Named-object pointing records
# # # # # # #
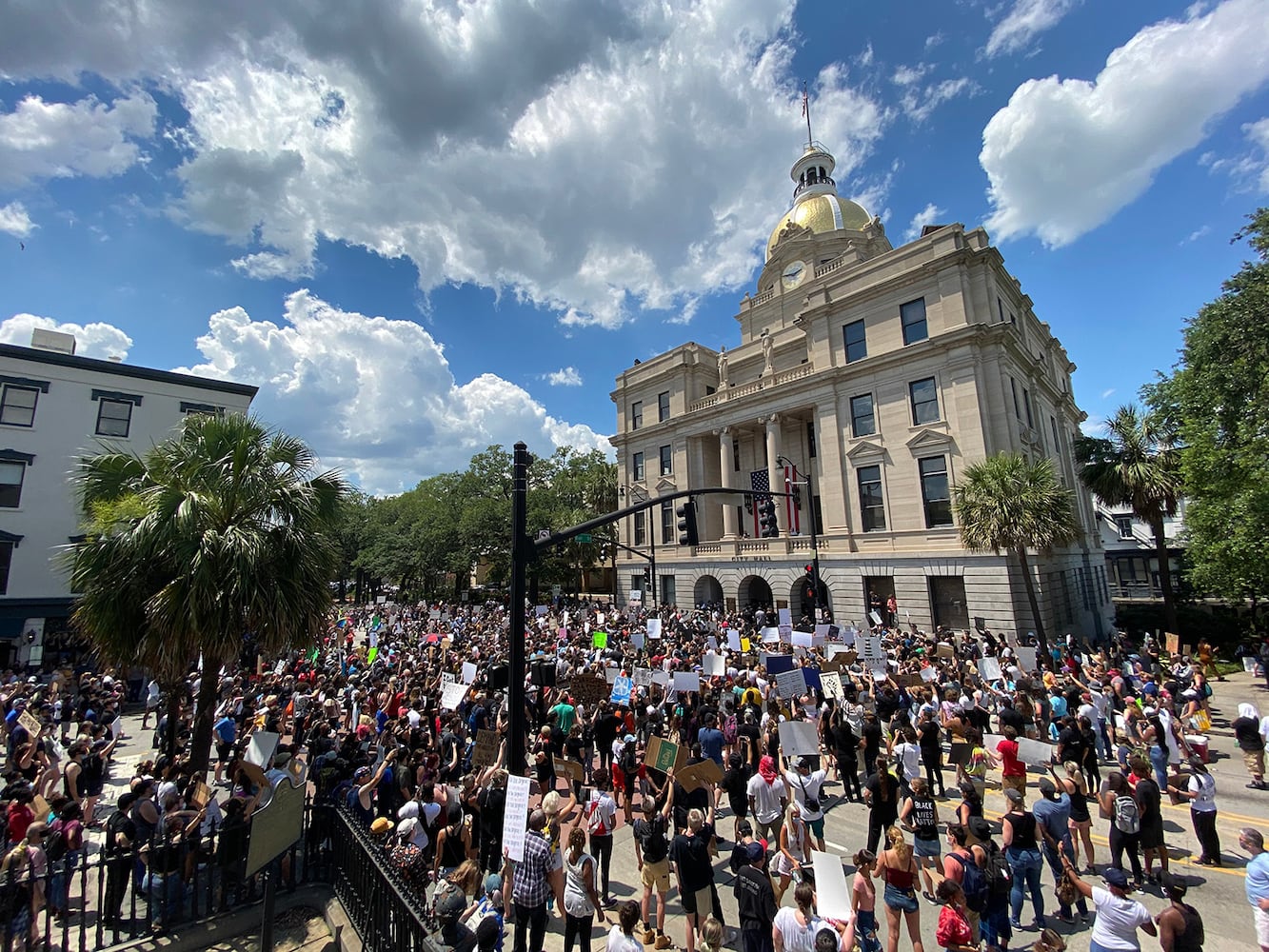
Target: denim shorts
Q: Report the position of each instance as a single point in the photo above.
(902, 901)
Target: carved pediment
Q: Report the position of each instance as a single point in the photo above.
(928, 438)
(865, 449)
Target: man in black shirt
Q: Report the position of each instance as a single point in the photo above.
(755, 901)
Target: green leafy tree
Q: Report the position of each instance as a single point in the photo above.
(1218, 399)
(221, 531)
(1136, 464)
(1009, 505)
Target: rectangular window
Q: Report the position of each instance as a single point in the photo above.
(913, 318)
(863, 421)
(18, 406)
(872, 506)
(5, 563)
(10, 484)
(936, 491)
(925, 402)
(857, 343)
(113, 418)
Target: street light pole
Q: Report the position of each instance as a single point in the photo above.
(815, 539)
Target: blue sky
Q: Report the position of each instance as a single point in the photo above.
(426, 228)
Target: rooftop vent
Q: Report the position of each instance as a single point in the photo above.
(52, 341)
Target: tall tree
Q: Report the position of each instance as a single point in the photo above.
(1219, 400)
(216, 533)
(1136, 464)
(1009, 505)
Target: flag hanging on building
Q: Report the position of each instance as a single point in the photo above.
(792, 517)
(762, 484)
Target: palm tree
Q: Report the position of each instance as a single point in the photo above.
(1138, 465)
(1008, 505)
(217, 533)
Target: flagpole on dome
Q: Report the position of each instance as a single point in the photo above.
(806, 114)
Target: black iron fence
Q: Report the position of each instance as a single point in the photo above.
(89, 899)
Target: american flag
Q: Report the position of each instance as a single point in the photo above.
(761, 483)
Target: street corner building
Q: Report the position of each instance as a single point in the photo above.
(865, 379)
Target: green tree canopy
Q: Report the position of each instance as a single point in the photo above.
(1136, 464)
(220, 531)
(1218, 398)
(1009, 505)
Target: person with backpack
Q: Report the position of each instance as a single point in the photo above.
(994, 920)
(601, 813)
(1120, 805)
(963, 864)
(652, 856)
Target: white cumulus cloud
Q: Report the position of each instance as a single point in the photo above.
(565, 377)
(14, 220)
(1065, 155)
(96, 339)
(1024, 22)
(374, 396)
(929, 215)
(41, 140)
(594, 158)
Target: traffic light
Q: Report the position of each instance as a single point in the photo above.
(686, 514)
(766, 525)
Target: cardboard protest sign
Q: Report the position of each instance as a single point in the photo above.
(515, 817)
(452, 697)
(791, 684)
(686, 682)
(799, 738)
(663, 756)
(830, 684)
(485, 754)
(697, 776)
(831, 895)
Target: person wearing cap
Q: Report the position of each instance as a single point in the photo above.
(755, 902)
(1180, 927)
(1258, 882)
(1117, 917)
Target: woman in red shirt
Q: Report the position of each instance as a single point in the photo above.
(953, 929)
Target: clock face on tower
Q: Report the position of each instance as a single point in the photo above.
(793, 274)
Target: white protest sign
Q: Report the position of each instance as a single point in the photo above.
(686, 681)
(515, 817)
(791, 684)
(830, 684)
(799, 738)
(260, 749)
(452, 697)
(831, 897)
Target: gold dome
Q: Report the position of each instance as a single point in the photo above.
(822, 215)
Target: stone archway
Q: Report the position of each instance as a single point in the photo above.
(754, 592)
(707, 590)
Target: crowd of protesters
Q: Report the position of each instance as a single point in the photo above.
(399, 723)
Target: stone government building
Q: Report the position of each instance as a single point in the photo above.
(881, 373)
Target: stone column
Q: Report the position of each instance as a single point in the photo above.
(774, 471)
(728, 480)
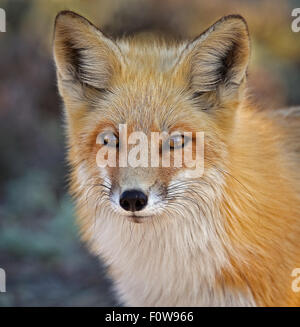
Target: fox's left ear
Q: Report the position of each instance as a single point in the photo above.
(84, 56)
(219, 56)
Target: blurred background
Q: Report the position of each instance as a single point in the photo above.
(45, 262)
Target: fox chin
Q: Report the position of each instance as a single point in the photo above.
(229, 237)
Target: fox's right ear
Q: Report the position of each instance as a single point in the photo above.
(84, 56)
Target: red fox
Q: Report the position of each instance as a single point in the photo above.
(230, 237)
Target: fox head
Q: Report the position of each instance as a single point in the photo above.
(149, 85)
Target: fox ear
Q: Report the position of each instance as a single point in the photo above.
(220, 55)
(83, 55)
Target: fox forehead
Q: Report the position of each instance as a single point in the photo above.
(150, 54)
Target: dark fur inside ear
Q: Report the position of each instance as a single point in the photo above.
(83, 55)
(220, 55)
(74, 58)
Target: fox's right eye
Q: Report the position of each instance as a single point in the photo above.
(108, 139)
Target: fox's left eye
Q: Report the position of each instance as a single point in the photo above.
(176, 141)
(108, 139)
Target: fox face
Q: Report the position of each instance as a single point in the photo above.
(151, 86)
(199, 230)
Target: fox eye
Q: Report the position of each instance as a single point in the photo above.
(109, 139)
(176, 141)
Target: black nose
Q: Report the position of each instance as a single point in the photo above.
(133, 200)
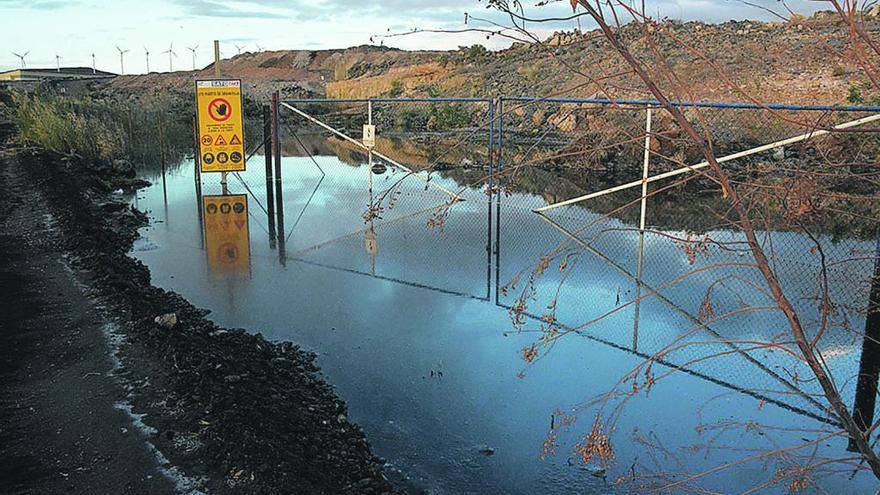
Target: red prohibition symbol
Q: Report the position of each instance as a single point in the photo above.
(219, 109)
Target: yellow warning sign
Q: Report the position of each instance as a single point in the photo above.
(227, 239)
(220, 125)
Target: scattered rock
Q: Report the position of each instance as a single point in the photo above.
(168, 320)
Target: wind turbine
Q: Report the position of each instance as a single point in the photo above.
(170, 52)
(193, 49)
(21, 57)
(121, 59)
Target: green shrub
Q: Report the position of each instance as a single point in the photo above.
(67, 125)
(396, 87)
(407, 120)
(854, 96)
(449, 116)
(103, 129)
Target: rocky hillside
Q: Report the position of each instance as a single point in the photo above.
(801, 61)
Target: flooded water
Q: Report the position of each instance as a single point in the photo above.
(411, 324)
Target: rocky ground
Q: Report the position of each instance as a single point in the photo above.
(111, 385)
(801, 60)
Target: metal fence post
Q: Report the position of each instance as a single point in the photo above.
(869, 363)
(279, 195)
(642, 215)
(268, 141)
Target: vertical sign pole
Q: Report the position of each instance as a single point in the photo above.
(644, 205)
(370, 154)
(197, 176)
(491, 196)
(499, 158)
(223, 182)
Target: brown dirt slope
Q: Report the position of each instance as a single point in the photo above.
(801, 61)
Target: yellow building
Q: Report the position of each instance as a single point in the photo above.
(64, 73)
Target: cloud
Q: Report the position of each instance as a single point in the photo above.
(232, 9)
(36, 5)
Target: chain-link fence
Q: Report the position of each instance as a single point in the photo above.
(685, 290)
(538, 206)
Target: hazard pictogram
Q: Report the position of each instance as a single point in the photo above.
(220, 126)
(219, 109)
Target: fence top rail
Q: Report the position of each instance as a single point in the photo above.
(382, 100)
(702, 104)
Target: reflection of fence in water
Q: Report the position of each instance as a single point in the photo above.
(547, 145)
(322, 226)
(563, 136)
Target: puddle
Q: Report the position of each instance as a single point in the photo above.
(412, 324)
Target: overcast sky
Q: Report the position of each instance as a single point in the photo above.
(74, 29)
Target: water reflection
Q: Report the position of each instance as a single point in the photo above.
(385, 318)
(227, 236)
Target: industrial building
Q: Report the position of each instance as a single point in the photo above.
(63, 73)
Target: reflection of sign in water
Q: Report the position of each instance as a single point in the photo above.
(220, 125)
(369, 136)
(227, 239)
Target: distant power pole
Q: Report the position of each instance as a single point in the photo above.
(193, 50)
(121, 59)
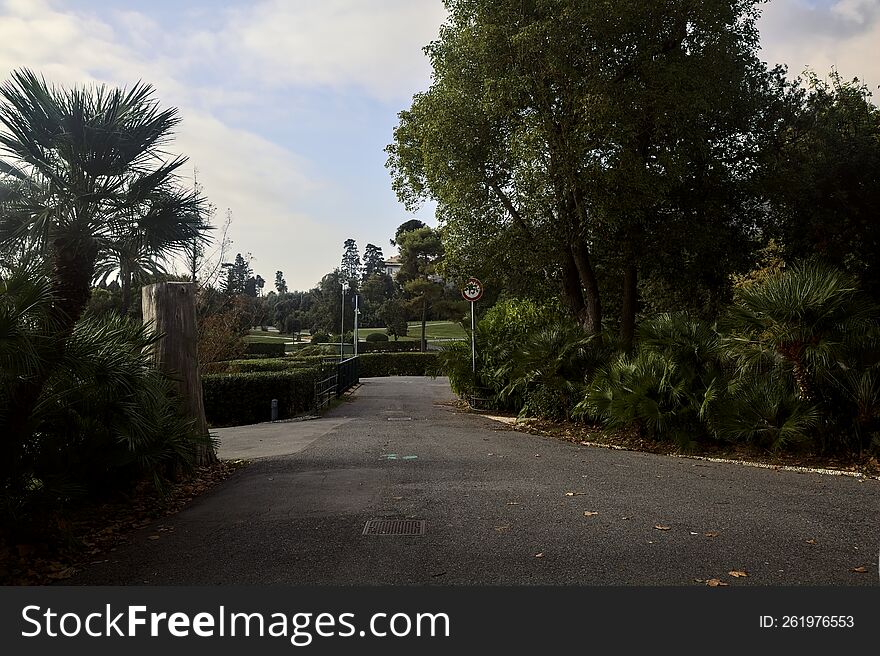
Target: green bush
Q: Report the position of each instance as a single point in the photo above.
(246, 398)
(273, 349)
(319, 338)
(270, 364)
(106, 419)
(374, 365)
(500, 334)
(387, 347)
# # # # # # #
### TASK DETAILS
Excluding the pictures, restate the records above word for word.

### ANSWER FOR THIS EXERCISE
Target: denim shorts
Q: Report the position of each instance as a single point in the photo above.
(902, 901)
Target: carved pediment
Q: Report the position of each instance as a single point in the photo above.
(928, 438)
(865, 449)
Target: man in black shirt
Q: Report the position of each instance as a single point in the photo above.
(755, 901)
Target: green leafy tree
Q: Report the position of each instance as a single point in the photo above.
(1218, 399)
(221, 531)
(1136, 464)
(1009, 505)
Target: rectangular window
Q: Report the position of each instance as a single point in the photo above.
(913, 318)
(863, 421)
(18, 406)
(872, 506)
(5, 563)
(10, 484)
(936, 491)
(925, 402)
(857, 343)
(113, 418)
Target: street light pole
Q: Report the position of each instance as a single point in the photo above.
(815, 539)
Target: blue sky
Q: Report the position of each instance as a single point in the photo above.
(426, 228)
Target: rooftop vent
Q: Report the position of each instance as a single point in the photo above.
(52, 341)
Target: tall tree
Q: Report the position of each instance as a single point in the photo above.
(1219, 400)
(216, 533)
(1136, 464)
(1009, 505)
Target: flag hanging on building
Q: Report the position of each instance as a single point in the photo above.
(792, 517)
(762, 484)
Target: palm tree
Q: Report the position of each instance as a single point in the photo above.
(1138, 465)
(1008, 505)
(217, 533)
Target: flagpole on dome
Q: Report the position of each instance as a single point in the photo above.
(806, 114)
Target: black iron fence
Q: Report the position of each instance as a single point in the photo above.
(89, 899)
Target: american flag
Q: Report the position of each instance as a single point in the photo above.
(761, 483)
Target: street corner building
Q: Report the position of each instance as a single point in the photo above.
(865, 379)
Target: green tree canopy
Q: Report the position of each instance as a single point in the photo above.
(1136, 464)
(220, 531)
(1218, 398)
(1009, 505)
Target: person with backpack
Q: Report the position of each instance as a single point in the photo above.
(994, 920)
(601, 813)
(1120, 805)
(963, 864)
(652, 856)
Target: white cumulus cloud
Q: Report the position of each instance as a single point in the photo above.
(565, 377)
(14, 220)
(1065, 155)
(96, 339)
(1024, 22)
(374, 396)
(929, 215)
(41, 140)
(594, 158)
Target: traffic light
Q: Report the position of each instance as a single point in the photo above.
(686, 514)
(766, 525)
Target: cardboard protest sign
Q: Report the position of each instance as a single point in the photo above.
(515, 817)
(452, 697)
(791, 684)
(686, 682)
(799, 738)
(663, 756)
(830, 684)
(485, 754)
(697, 776)
(831, 895)
Target: person wearing cap
Q: Report the position of each instance as a single point in the photo above.
(755, 902)
(1180, 927)
(1258, 882)
(1117, 917)
Target: woman in red shirt
Q: Report the position of each instance as a single point in the photo above.
(953, 929)
Target: clock face on tower
Q: Report the position of each instance as a single point in the photo above.
(793, 274)
Target: white protest sign
Q: Report the position of each instance as a single point in the photo above.
(686, 681)
(515, 817)
(791, 684)
(830, 684)
(799, 738)
(260, 749)
(452, 697)
(831, 897)
Target: gold dome
Q: Report the position of each instance as a single point in the photo above.
(822, 215)
Target: stone archway
Q: Report the position of each instance as a single point in the photo above.
(754, 592)
(707, 590)
Target: crowd of protesters
Q: Report the position of each instance as a single point in the photo above.
(399, 723)
Target: stone government building
Q: Report the position of each instance as a single point in the photo above.
(881, 373)
Target: stone column
Q: Report the position of each instance as a single point in the photo above.
(774, 471)
(728, 480)
Target: fox's left ear
Q: Report the position of each instance as a single point in the photo above.
(84, 56)
(219, 56)
Target: blurred background
Q: Report the position of each instance as a single point in the photo above.
(45, 262)
Target: fox chin
Q: Report the position of each instance as a single point in the photo above.
(229, 237)
Target: fox's right ear
Q: Report the position of each instance as a single point in the photo above.
(84, 56)
Target: red fox
Q: Report the position of each instance as a single point in the photo above.
(230, 237)
Target: fox head
Q: Report the position of each instance as a single point in the photo above.
(149, 85)
Target: fox ear
Q: Report the position of each instance as a single point in the photo above.
(220, 55)
(83, 55)
Target: fox forehead
Q: Report the position of each instance as a single point in the photo above.
(150, 54)
Target: dark fur inside ear
Q: Report the position of each instance as a single point in the photo above.
(83, 55)
(220, 55)
(74, 58)
Target: fox's right eye
Q: Report the position of each instance as a single point in the photo above.
(108, 139)
Target: fox's left eye
Q: Report the position of each instance as a single point in the photo above.
(176, 141)
(108, 139)
Target: fox face
Q: Report the position of each instance as a single point in the photo above.
(151, 86)
(199, 230)
Target: fox eye
Q: Report the position of each instance as a single point in the photo above.
(109, 139)
(176, 141)
Target: black nose
Q: Report the position of each instance as a single point in the photo above.
(133, 200)
Target: red prohibition symbol
Q: Report the position of each instance as a single point in the photo above.
(219, 109)
Target: yellow warning sign
Q: Report the position of each instance as a single point in the photo above.
(227, 239)
(220, 125)
Target: scattered rock
Q: Report the position of each instance as a single point in the photo above.
(168, 320)
Target: wind turbine
Q: Report the position of each instance as a single point in the photo above.
(170, 52)
(193, 49)
(21, 57)
(121, 59)
Target: green shrub
Q: Report the position of each instance as a single point in the photo above.
(67, 125)
(396, 87)
(407, 120)
(854, 96)
(449, 116)
(103, 129)
Target: rocky hillside
Q: Report the position of each instance as a single point in the photo above.
(801, 61)
Target: flooded water
Q: Report the position of each instance as a single point in the photo above.
(411, 324)
Target: rocky ground
Q: Report the position of each instance as a single point in the photo above.
(111, 385)
(801, 60)
Target: metal fence post
Q: Report the position of each instance as a single point in the photo above.
(869, 363)
(279, 195)
(642, 215)
(268, 141)
Target: vertical sign pole
Q: Report the position of each instance as a single point in the photo above.
(644, 205)
(370, 154)
(197, 176)
(491, 196)
(499, 158)
(223, 182)
Target: brown dirt slope
Q: Report the position of each instance as a single point in the photo above.
(801, 61)
Target: yellow building
Q: Report the position of each instance as a single point in the photo above.
(64, 73)
Target: cloud
Q: Report the position of each instance as a single point in the photo above.
(232, 9)
(36, 5)
Target: chain-link fence
Q: Report the position of each instance as a single point in the photo above.
(685, 290)
(538, 206)
Target: hazard pictogram
Q: Report the position of each instance as a single point in the photo above.
(220, 126)
(219, 109)
Target: fence top rail
Q: Report the position of each instance as a single point in the photo above.
(382, 100)
(702, 104)
Target: reflection of fence in water
Q: Report the position of each instance as a single point in the photo above.
(547, 145)
(322, 226)
(563, 136)
Target: puddle
Q: Report the position of each instance as a single point in the photo above.
(412, 324)
Target: overcast sky
Q: Report the position of each instance as a single point in the photo above.
(74, 29)
Target: water reflection
Q: Report the position of each instance as a single point in the photo above.
(385, 318)
(227, 236)
Target: industrial building
Q: Report the position of each instance as a single point in the photo above.
(63, 73)
Target: reflection of sign in water
Q: Report the position of each instance as a single point in the photo above.
(220, 125)
(369, 136)
(227, 239)
Target: distant power pole
Q: Report the position of each instance as a single point in the photo above.
(193, 50)
(121, 59)
Target: green bush
Q: Report the position of each instance as a single point in the photo above.
(246, 398)
(273, 349)
(319, 338)
(270, 364)
(106, 419)
(374, 365)
(500, 334)
(387, 347)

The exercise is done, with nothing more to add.